## [ASSIGNMENT]
Would you restate all the data that follows, word for word?

## [MATERIAL TO PROCESS]

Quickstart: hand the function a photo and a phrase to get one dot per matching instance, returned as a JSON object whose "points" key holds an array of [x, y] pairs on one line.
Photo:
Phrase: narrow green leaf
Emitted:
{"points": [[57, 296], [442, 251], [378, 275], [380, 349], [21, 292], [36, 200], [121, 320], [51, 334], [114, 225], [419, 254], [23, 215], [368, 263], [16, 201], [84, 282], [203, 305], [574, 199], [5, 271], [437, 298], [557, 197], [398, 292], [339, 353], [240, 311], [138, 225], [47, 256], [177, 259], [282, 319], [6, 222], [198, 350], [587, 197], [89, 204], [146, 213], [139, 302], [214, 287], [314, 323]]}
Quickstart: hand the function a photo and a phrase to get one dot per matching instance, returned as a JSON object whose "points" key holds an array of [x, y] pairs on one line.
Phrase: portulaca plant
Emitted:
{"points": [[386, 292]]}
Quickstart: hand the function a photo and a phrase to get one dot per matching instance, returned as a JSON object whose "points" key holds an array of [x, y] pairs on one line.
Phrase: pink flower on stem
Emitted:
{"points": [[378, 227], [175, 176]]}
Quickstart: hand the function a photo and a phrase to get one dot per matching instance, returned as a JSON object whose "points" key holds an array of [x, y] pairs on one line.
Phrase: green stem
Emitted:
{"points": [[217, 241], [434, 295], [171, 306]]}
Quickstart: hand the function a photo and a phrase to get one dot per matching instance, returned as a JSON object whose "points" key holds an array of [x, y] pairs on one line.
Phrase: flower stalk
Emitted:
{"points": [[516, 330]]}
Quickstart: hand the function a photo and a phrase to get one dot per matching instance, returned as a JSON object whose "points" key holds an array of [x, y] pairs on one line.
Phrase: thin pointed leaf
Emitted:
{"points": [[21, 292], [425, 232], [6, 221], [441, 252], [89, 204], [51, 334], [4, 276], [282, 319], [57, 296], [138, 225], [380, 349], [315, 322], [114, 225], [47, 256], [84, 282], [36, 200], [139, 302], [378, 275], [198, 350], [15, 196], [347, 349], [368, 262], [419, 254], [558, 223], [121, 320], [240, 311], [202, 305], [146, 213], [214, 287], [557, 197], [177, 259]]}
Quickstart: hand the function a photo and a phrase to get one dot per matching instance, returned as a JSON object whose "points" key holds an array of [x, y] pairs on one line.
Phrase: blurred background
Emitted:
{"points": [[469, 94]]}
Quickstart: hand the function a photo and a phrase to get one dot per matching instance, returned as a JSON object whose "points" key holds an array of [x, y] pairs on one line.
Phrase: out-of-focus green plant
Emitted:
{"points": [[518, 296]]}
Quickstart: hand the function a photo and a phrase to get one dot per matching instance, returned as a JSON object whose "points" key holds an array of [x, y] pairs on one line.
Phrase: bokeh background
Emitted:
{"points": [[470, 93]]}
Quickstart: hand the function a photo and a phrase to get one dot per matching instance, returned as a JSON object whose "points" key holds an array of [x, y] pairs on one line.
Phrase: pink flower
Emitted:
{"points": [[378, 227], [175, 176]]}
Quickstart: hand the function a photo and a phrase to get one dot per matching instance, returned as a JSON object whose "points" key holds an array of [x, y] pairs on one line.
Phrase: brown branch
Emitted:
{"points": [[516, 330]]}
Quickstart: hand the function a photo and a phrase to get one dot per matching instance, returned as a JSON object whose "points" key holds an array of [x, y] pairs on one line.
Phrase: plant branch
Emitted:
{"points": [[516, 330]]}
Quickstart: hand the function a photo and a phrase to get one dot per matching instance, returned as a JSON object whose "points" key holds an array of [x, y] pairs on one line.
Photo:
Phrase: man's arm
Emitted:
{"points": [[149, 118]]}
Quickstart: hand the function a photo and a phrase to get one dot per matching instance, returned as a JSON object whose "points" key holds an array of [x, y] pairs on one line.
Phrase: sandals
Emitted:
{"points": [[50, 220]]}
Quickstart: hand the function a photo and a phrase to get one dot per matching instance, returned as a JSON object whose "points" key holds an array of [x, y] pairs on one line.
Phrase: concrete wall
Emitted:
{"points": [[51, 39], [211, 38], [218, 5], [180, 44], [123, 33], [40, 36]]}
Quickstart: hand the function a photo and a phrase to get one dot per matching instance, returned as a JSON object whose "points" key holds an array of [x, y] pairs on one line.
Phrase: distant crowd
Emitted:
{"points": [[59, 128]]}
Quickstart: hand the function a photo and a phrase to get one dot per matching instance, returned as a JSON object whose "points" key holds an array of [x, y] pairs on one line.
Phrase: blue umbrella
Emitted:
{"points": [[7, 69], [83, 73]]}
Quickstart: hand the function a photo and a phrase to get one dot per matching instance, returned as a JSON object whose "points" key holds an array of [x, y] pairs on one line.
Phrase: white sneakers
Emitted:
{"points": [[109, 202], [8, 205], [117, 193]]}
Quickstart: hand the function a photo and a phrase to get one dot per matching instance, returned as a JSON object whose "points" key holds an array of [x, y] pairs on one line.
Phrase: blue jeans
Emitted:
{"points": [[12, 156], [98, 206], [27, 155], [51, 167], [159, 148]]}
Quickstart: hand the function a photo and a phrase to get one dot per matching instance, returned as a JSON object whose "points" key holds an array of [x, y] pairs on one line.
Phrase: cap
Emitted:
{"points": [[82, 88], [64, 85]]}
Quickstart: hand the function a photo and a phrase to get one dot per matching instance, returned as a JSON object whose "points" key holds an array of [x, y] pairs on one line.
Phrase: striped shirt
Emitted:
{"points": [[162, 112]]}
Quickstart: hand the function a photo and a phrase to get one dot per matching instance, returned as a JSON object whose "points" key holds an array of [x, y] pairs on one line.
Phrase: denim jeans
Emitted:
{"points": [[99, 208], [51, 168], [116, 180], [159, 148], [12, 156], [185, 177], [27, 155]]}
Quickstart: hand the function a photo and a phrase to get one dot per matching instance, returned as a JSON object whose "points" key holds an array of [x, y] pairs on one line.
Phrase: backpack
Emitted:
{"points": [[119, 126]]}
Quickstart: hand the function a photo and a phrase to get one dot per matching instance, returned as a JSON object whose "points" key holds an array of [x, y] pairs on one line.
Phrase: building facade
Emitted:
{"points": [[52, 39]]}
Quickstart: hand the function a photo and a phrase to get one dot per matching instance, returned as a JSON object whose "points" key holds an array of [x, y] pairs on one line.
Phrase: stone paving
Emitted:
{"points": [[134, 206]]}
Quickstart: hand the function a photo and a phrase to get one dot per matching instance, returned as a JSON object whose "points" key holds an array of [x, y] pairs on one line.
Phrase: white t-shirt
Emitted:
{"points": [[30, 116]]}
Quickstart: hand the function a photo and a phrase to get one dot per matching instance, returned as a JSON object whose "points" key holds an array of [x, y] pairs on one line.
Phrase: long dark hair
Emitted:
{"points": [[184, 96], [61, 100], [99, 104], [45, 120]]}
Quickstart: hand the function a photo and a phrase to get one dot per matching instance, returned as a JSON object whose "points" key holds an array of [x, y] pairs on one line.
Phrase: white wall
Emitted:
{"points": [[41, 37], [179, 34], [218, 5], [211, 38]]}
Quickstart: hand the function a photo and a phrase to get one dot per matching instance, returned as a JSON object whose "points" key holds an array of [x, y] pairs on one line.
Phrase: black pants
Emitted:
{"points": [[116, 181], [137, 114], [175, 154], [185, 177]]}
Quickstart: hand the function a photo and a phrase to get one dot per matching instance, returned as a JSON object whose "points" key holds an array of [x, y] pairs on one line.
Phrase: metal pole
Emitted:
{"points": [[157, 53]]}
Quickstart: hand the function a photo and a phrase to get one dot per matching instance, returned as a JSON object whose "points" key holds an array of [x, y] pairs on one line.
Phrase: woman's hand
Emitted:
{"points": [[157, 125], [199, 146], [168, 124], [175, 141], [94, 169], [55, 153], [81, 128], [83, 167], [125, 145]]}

## [WRITTEN ANSWER]
Quickstart: hand the function a photo and a phrase to get one dot per matching instance, returned as a JSON object whose "points" key holds an array of [x, y] pairs on one line.
Photo:
Phrase: narrow green leaf
Emitted:
{"points": [[57, 296], [442, 251], [378, 275], [380, 349], [21, 292], [36, 200], [121, 320], [51, 334], [114, 225], [419, 254], [23, 215], [368, 263], [16, 201], [84, 282], [203, 305], [574, 199], [5, 271], [437, 298], [557, 197], [398, 292], [339, 353], [240, 311], [138, 225], [47, 256], [177, 259], [282, 319], [6, 222], [198, 350], [587, 197], [89, 204], [146, 213], [139, 302], [214, 287], [314, 323]]}
Quickstart: hand the function a photo and a phrase to get one dot per matching instance, returned as a JSON object whose "points" key holds an array of [x, y] pairs on one line.
Phrase: portulaca plant
Emitted:
{"points": [[386, 292]]}
Quickstart: hand the function a photo and a phrase to get one dot per matching instance, returned as a JSON object whose "points" key holds an array of [x, y] pairs on one line.
Phrase: pink flower on stem
Emitted:
{"points": [[378, 227], [175, 176]]}
Quickstart: hand the function a photo and a phrase to get one dot per matching instance, returned as a JSON object whose "points" key holds an array of [x, y] pairs on one line.
Phrase: green stem
Emitted:
{"points": [[217, 241], [434, 295], [171, 306]]}
Quickstart: hand the function a photo and a phrase to get one dot per matching instance, returned as a JSON object whose "points" key holds an array of [x, y] pairs on one line.
Phrase: flower stalk
Emitted:
{"points": [[516, 330]]}
Quickstart: hand the function a photo and a phrase to get one dot per matching instance, returned as a JSON object whose "points" key holds an array of [x, y] pairs on one line.
Phrase: thin pointed leaf
Emitted:
{"points": [[21, 292], [425, 232], [6, 221], [441, 252], [89, 204], [51, 334], [4, 276], [282, 319], [57, 296], [138, 225], [380, 349], [315, 322], [114, 225], [47, 256], [84, 282], [36, 200], [139, 302], [378, 275], [198, 350], [15, 196], [347, 349], [368, 262], [419, 254], [558, 223], [121, 320], [240, 311], [202, 305], [146, 213], [214, 287], [557, 197], [177, 259]]}
Quickstart: hand the function a photo and a phrase to get one dot per matching instance, returned as a JSON object whose "points" key holds an array of [x, y] pairs on one line.
Phrase: blurred background
Emitted:
{"points": [[469, 94]]}
Quickstart: hand the function a photo and a phrase to get one dot per matching instance, returned as a JSON object whose "points" key holds an array of [x, y] pairs on one line.
Phrase: out-of-focus green plant
Emitted:
{"points": [[518, 296]]}
Quickstart: hand the function a photo and a phrase to get one dot per matching instance, returned as a JSON object whose "points" key holds an array of [x, y] pairs on one line.
Phrase: bokeh background
Emitted:
{"points": [[470, 93]]}
Quickstart: hand the function a photo and a phrase to get one dot per matching instance, returned as a JSON object whose "points" key holds an array of [x, y] pairs on one line.
Phrase: pink flower
Emitted:
{"points": [[378, 227], [175, 176]]}
Quickstart: hand the function a photo and a phrase to get one dot per matching instance, returned as a JSON object whose "points" key holds an array of [x, y] pairs on one line.
Phrase: brown branch
Emitted:
{"points": [[516, 330]]}
Quickstart: hand the function a photo and a phrase to get one dot per matching instance, returned as a JSON object whose "points" key holds an array of [x, y] pairs on one line.
Phrase: plant branch
Emitted:
{"points": [[516, 330]]}
Quickstart: hand the function a photo and a phrase to get one dot per matching instance, returned as a JSON object whose "points" key holds an array of [x, y] pairs on one line.
Photo:
Phrase: man's arm
Emitted:
{"points": [[149, 118]]}
Quickstart: hand the function a photo and a phrase to get one dot per matching instance, returned as a JSON object whose "points" key holds an array of [x, y] pairs on one line.
Phrase: sandals
Emitted:
{"points": [[50, 220]]}
Quickstart: hand the function a photo and a phrase to get one dot per matching instance, returned as a JSON object whose "points" key holds an array of [x, y] pairs on one line.
Phrase: concrete wall
Emitted:
{"points": [[51, 39], [211, 38], [218, 5], [180, 44], [123, 33], [40, 36]]}
Quickstart: hand the function a photo and a phrase to get one dot per matching instance, returned as a JSON object whose "points" key holds an array of [x, y] pairs on one line.
Phrase: distant crowd
Emitted:
{"points": [[59, 128]]}
Quickstart: hand the function a photo and a phrase to get one dot per matching instance, returned as a JSON object whose "points" key holds an array of [x, y] pairs on one line.
Phrase: blue umbrella
Emitted:
{"points": [[7, 69], [83, 73]]}
Quickstart: hand the function a photo and a phrase to get one dot per matching instance, returned as a JSON object whose "points" key holds an array of [x, y] pairs on one line.
Phrase: white sneakers
Emitted:
{"points": [[109, 202], [8, 205], [117, 193]]}
Quickstart: hand the function a photo and a phrase to get one dot per matching instance, returned as a JSON object whose "points" key holds an array of [x, y] pairs on one line.
Phrase: blue jeans
Emitted:
{"points": [[12, 156], [98, 206], [27, 155], [51, 167], [159, 148]]}
Quickstart: hand the function a photo and a phrase to get one dot per matching instance, returned as a JSON object whose "points" key holds an array of [x, y] pairs on one line.
Phrase: cap
Emitted:
{"points": [[82, 88], [64, 85]]}
Quickstart: hand the function a photo and a phrase to get one dot per matching instance, returned as a JSON object whose "points" key holds an array of [x, y] pairs on one line.
Phrase: striped shirt
Emitted:
{"points": [[162, 112]]}
Quickstart: hand the function a photo and a phrase to get one dot per matching instance, returned as a JSON object whose "points" key holds an array of [x, y] pairs on one line.
Phrase: denim jeans
Emitted:
{"points": [[99, 208], [51, 168], [116, 180], [159, 148], [12, 156], [185, 177], [27, 155]]}
Quickstart: hand the function a photo and a phrase to get one dot per matching instance, returned as a JSON object whose "points" key holds an array of [x, y] pairs on one line.
Phrase: backpack
Emitted:
{"points": [[119, 126]]}
Quickstart: hand the function a photo and a phrase to get one dot per matching instance, returned as a JSON object whose "points" key holds an array of [x, y] pairs on one line.
Phrase: building facade
Emitted:
{"points": [[52, 39]]}
Quickstart: hand the function a photo and a phrase to get one dot per matching instance, returned as a JSON object whose "points" key holds an array of [x, y] pairs on one line.
Phrase: stone paving
Emitted:
{"points": [[134, 206]]}
Quickstart: hand the function a photo and a phrase to get one dot per matching instance, returned as a JSON object whose "points" key holds an array of [x, y] pairs on one line.
Phrase: white t-shirt
Emitted:
{"points": [[30, 116]]}
Quickstart: hand the function a photo and a phrase to get one dot per matching instance, returned as a JSON object whose "points" key holds an array of [x, y] pairs on one line.
Phrase: long dark hair
Emitted:
{"points": [[184, 96], [61, 100], [99, 104], [45, 120]]}
Quickstart: hand the function a photo and a phrase to get one dot per matching instance, returned as a JSON object whose "points" key holds an array of [x, y] pairs on one line.
Phrase: white wall
Emitted:
{"points": [[41, 37], [179, 34], [218, 5], [211, 38]]}
Quickstart: hand the function a photo and a phrase to get one dot per matching instance, returned as a JSON object whose "points" key holds an array of [x, y] pairs on one line.
Phrase: black pants
Emitted:
{"points": [[116, 181], [137, 114], [175, 154], [185, 177]]}
Quickstart: hand the function a photo and a phrase to get one dot per matching instance, returned as a JSON object whose "points" key holds an array of [x, y] pairs on one line.
Phrase: metal pole
Emitted:
{"points": [[157, 53]]}
Quickstart: hand the function a photo and a phrase to get one dot per matching instance, returned as a JSON object whose "points" key holds an array of [x, y] pairs on one line.
Phrase: woman's hand
Emitted:
{"points": [[157, 125], [199, 146], [168, 124], [175, 141], [94, 169], [55, 153], [81, 128], [83, 167], [125, 145]]}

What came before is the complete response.